> **TRECHO DO DOCUMENTO**
- - -

Doutora em direito do Estado (USP), é professora da graduação em direito do Insper e da pós-graduação da FGV; sócia da Manesco, Ramires, Perez, Azevedo Marques Sociedade de Advogados

De pronto, tanto o Estatuto da Criança e do Adolescente (ECA) como o Sistema Nacional de Atendimento Socioeducativo preveem a gestão privada do atendimento socioeducativo, destacando ser indispensável a participação dos diversos segmentos da sociedade na execução dos objetivos da política pública.

Portanto, não estamos diante de algo estranho ao atendimento a adolescentes em cumprimento de medidas socioeducativas. Então por que o assunto ganha tantas camadas de oposições?

Internos da Fundação Casa, em São Paulo - Rivaldo Gomes -23.ago.21/Folhapress - Folhapress

Isso se dá pois o debate acaba contaminado por uma série de pressupostos equivocados. A tentativa de atribuir o problema ao modelo de prestação do serviço, direta pelo Estado ou em parceria com a iniciativa privada, é um deles. De um lado, os que demonizam gestão direta pelo Estado. De outro, os que o fazem olhando para a gestão pela iniciativa privada. Não há uma melhor solução em tese. A melhor solução parte de um diagnóstico concreto e de desenhos específicos de arranjo. E é nesse contexto que se insere a discussão sobre a concessão para a iniciativa privada da gestão da Fundação Casa.

Apesar de avanços que a municipalização do serviço e a descentralização da entidade trouxeram, o sistema apresenta problemas. Dados de 2018 indicam que mais de 65% dos jovens são reincidentes e 25% afirmam ter sofrido agressões dentro de unidades da Fundação Casa. São números que chocam.

A legislação avançou muito desde a Constituição para estruturar modelos de delegação que contam com a iniciativa privada na realização das tarefas públicas, incluindo serviços sociais. Tanto a iniciativa privada com finalidade lucrativa quanto as sem fins lucrativos. Em nenhum dos modelos o serviço deixa de ser público. Pelo contrário, o Estado centra esforços na regulação, no controle e na fiscalização da execução dos objetos contratados.

- - -

> **CONJUNTO DE DADOS**
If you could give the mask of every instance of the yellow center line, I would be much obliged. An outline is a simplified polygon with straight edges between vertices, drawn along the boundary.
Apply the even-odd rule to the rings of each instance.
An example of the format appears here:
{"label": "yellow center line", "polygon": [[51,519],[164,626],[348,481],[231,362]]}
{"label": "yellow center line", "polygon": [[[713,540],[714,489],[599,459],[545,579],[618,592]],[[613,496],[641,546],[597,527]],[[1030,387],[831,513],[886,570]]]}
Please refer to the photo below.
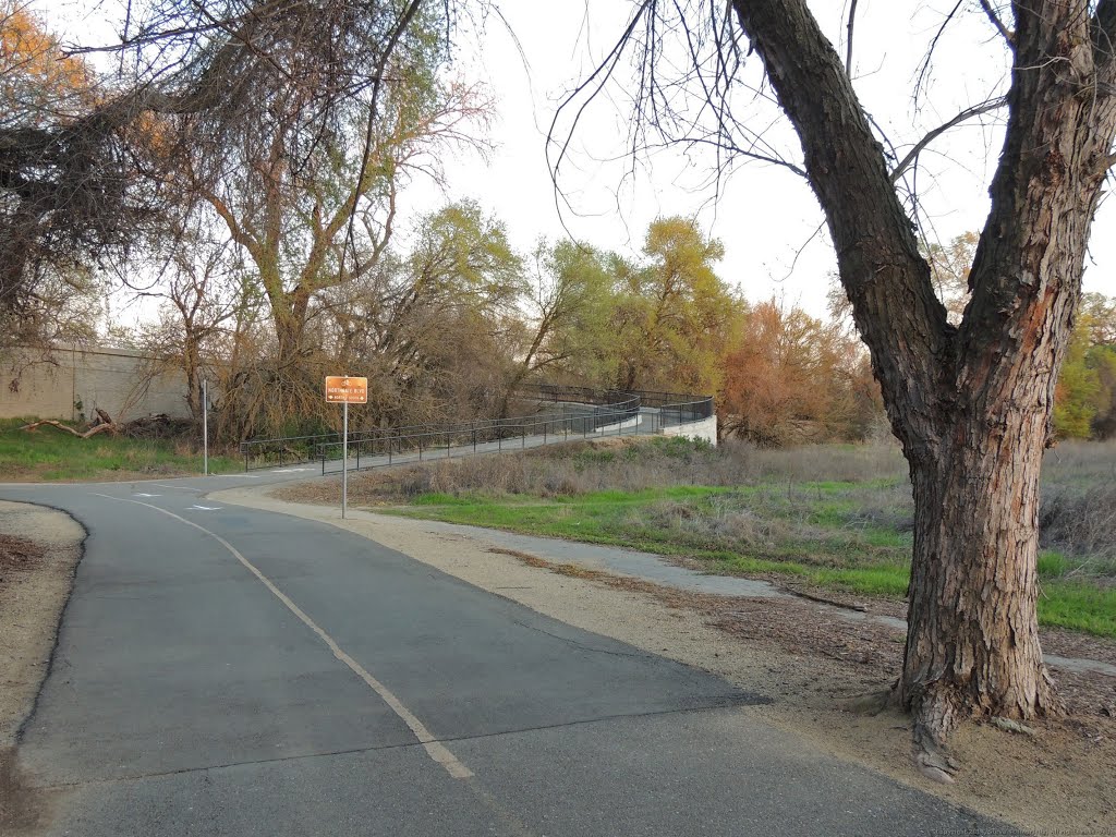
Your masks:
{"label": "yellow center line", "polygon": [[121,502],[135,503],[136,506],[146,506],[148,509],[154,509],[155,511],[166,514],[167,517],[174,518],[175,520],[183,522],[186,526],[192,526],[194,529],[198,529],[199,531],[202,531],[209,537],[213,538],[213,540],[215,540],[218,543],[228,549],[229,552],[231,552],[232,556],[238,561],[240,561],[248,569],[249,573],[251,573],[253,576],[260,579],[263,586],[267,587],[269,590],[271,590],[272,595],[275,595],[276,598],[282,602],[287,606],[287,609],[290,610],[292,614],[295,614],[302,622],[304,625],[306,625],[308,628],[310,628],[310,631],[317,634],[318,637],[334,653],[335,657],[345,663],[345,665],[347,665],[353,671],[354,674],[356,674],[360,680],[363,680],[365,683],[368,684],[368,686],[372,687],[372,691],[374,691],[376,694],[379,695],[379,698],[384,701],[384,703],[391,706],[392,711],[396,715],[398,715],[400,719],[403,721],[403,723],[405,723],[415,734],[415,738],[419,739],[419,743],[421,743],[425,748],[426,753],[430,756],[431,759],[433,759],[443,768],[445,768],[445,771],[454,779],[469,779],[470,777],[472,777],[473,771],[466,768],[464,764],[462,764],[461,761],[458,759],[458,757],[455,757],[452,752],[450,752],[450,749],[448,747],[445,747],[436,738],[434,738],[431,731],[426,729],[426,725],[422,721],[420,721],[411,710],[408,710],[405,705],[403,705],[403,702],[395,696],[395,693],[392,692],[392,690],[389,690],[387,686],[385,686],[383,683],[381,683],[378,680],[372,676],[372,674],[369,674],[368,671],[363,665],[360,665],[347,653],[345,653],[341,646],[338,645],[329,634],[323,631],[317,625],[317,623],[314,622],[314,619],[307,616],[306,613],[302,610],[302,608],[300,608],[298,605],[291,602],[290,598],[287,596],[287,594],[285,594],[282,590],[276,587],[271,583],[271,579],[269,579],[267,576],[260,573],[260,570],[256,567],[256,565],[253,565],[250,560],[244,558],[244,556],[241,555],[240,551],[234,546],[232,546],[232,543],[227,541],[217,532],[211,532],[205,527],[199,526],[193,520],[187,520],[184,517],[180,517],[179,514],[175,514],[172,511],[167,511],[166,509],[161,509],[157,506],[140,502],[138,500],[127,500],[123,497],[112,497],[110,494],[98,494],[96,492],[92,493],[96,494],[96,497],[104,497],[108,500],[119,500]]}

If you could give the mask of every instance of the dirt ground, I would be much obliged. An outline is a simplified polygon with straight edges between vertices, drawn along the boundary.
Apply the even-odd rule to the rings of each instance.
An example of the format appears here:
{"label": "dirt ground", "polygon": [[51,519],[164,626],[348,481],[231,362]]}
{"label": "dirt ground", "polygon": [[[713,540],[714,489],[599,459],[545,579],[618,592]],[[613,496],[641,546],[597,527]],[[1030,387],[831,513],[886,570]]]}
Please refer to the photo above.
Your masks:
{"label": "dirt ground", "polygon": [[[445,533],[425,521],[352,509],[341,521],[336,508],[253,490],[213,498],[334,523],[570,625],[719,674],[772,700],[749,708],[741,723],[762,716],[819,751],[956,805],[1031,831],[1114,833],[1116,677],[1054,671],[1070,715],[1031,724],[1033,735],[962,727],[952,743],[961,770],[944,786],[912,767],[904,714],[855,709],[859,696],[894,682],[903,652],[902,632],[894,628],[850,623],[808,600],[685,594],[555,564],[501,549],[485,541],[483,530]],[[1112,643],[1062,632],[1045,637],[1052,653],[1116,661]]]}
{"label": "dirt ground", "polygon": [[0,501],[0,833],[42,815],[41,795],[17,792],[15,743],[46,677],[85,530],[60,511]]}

- - -

> **O QUE FAZER**
1. Reproduza palavra por palavra a passagem do texto sobre a Fundação Casa, tudo desde "Isso se dá pois" até "números que chocam.".
2. De acordo com o texto sobre a Fundação Casa, que porcentagem dos jovens afirmou ter sofrido agressões dentro das unidades, segundo os dados de 2018?
3. Dê continuidade ao texto sobre a Fundação Casa a partir da última frase apresentada.

> **RESPOSTAS**
1.
Isso se dá pois o debate acaba contaminado por uma série de pressupostos equivocados. A tentativa de atribuir o problema ao modelo de prestação do serviço, direta pelo Estado ou em parceria com a iniciativa privada, é um deles. De um lado, os que demonizam gestão direta pelo Estado. De outro, os que o fazem olhando para a gestão pela iniciativa privada. Não há uma melhor solução em tese. A melhor solução parte de um diagnóstico concreto e de desenhos específicos de arranjo. E é nesse contexto que se insere a discussão sobre a concessão para a iniciativa privada da gestão da Fundação Casa.

Apesar de avanços que a municipalização do serviço e a descentralização da entidade trouxeram, o sistema apresenta problemas. Dados de 2018 indicam que mais de 65% dos jovens são reincidentes e 25% afirmam ter sofrido agressões dentro de unidades da Fundação Casa. São números que chocam.

2. 25% dos jovens.

3.
Os contratos de delegação permitem desde a conjugação de vários objetos em um só contrato até a autorização para remunerações atrelada ao desempenho. E o que cabe nesse desempenho? Tudo aquilo que pode ser medido. Claro que remunerar mais se houver mais jovens na instituição seria um equívoco.

Mas o modelo abre ampla possibilidade de estruturar indicadores qualitativos e envolver o privado na execução de metas para: reinserção social, capacitação profissional, efetiva individualização do Plano Individual de Atendimento (PIA), controle e responsabilização de agentes no cometimento de abusos, apoio psicológico aos profissionais da Fundação Casa, ampliação do acesso à cultura, trabalho com as famílias, manutenção dos edifícios etc.

O que não cabe é apequenar o debate e justificar a mudança na gestão com base na redução de custos, apenas. Veja que Minas Gerais vem modelando, em parceria com a ONU (Unops, Escritório das Nações Unidas de Serviços para Projetos), a primeira parceria público-privada no setor, sem perder de vista o adolescente. Outras PPPs no setor social também despontam pela qualidade, como a do Hospital do Subúrbio, em Salvador. No âmbito internacional, a iniciativa privada tem apresentado excelentes resultados em contratos de impacto social voltados à reinserção social.

Revisitar a forma de execução desse serviço é essencial, desde que não se perca de vista que a centralidade é a assistência ao adolescente.